__PASSAGE TO READ__

--------------------------------

CINEMA
Return to Paradise ; The Secret Four. (Odeon, Leicester Square.) The Master of Ballantrae. (Warner.)—Scandal at Scourie. (Empire.) THE South Sea islands, on the screen, traditionally feature Dorothy Lamour and some form of natural disaster, preferably volcanic ; Return to Paradise, a film shot entirely in Samoa, can at least be given credit for trying a different, and fairly novel, approach. The story, introduced by a somewhat sickly theme song, brings a casual beachcomber to a small island, governed with vindictive puritanism by a missionary manqué (Barry Jones), who busily calls down hell fire upon the islanders and employs a primitive force of storm- troopers to dragoon them into church-going. The beachcomber, played by Gary Cooper with his customary laconic, easy-going, and now perhaps slightly weary toughness, effects a revolution, falls in love with an island girl (Roberta Haynes), sees the demented tyrant implausibly transformed into a benign patriarch, and comes back to the island, years later, to rescue his daughter from the American Air Force. The film attempts a gentle, leisurely charm—Technicolor lagoons and palm trees, South Sea customs and celebrations, an air of idyllic tranquillity. But the script lacks control and Mark Robson, a director known for some smooth, efficient Hollywood productions, appears scarcely to have got the feel of his subject ; it seems all rather heavily artless, more faux-nalf than authentically simple, and the effect is mainly of an unsatisfactory half-way house between familiar Hollywood convention and the real thing. In the same programme, The Secret Four (with John Payne and Coleen Gray) is a moderately slick, more than moderately brutal, little thriller. It develops its story, of a perfect crime that goes wrong, with a mono- tonous recourse to gunplay, beatings-up and the confused ethics of the double-cross.

--------------------------------

__WHAT IS REQUIRED__
Decide whether each statement agrees with the film review, answering yes or no and quoting the deciding words: (a) Return to Paradise was filmed entirely in Samoa; (b) the island girl in Return to Paradise is played by Coleen Gray; (c) The Secret Four tells the story of a perfect crime that goes wrong. Rely solely on the film review when responding.

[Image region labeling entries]

--------------------------------

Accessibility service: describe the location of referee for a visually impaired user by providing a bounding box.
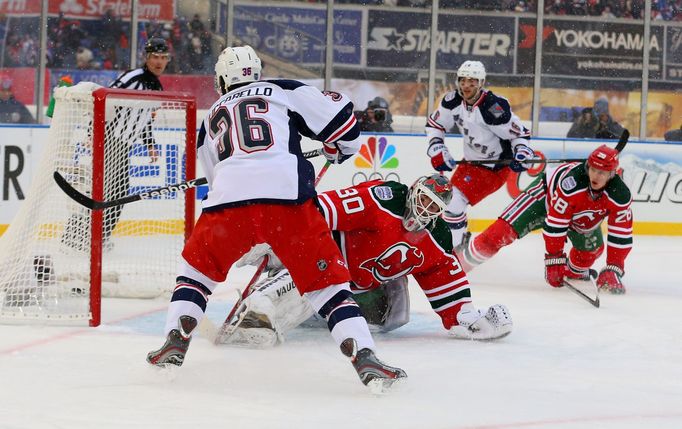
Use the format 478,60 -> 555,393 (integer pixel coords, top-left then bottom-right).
102,37 -> 170,249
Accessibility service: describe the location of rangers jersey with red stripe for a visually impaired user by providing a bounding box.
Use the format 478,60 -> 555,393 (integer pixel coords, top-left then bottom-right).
197,79 -> 360,210
543,162 -> 632,269
318,181 -> 471,329
425,90 -> 530,160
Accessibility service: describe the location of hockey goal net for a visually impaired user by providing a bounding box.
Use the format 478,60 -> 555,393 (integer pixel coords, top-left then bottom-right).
0,83 -> 196,326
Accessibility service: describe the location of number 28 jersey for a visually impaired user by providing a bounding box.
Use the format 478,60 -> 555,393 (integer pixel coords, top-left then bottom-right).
543,162 -> 632,269
197,79 -> 360,211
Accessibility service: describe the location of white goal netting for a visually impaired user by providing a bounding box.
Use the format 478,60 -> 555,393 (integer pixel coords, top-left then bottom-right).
0,83 -> 195,325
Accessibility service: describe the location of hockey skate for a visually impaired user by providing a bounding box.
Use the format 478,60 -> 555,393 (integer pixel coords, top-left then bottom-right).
147,316 -> 197,366
448,304 -> 514,341
341,338 -> 407,393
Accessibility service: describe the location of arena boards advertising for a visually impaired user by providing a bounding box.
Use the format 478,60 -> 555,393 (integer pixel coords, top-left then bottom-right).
0,127 -> 682,235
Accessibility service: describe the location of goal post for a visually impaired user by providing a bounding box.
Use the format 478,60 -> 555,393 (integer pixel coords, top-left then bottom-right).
0,83 -> 196,326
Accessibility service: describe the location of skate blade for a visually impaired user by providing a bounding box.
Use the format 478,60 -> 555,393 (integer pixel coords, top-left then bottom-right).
367,377 -> 407,395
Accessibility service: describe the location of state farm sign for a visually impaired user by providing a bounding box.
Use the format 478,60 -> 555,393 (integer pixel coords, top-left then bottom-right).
0,0 -> 175,21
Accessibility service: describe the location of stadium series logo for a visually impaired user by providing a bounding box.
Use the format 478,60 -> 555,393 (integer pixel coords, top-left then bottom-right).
353,136 -> 400,185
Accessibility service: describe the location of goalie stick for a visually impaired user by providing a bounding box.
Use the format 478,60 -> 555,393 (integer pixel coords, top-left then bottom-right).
562,269 -> 599,308
455,129 -> 630,165
53,149 -> 322,210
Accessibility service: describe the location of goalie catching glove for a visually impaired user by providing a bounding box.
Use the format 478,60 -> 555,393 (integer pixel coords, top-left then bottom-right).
448,304 -> 514,341
322,143 -> 353,164
426,137 -> 457,171
597,264 -> 625,295
545,253 -> 567,287
509,144 -> 535,173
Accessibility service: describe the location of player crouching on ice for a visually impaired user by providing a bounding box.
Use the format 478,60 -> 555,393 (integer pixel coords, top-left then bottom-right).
147,46 -> 407,390
459,145 -> 632,294
216,174 -> 512,346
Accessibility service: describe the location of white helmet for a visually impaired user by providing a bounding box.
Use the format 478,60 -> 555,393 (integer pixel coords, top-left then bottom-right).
215,46 -> 261,95
403,174 -> 452,231
456,61 -> 485,97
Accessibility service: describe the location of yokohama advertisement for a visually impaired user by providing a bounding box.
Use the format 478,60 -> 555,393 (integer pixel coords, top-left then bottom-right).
519,19 -> 664,79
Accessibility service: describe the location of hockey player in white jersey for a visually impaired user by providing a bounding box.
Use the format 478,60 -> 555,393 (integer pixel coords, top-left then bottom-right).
426,61 -> 535,247
147,46 -> 406,389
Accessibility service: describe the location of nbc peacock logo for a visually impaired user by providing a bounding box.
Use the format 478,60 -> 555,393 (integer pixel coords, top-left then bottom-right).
353,136 -> 400,185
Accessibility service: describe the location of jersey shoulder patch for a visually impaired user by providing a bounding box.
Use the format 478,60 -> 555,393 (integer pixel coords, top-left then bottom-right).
263,79 -> 306,91
606,175 -> 632,206
558,163 -> 590,196
370,181 -> 407,216
426,218 -> 453,253
440,91 -> 462,110
561,176 -> 578,192
478,91 -> 511,125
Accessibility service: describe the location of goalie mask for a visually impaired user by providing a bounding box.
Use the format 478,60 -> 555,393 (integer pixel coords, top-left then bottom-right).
403,174 -> 452,231
456,61 -> 485,99
215,46 -> 261,95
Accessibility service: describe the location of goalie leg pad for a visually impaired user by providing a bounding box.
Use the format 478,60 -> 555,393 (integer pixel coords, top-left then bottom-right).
448,304 -> 514,341
216,270 -> 314,348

--------------------------------

__EXERCISE RESPONSE__
(a) Yes: "a film shot entirely in Samoa"
(b) No: "falls in love with an island girl (Roberta Haynes)"
(c) Yes: "of a perfect crime that goes wrong"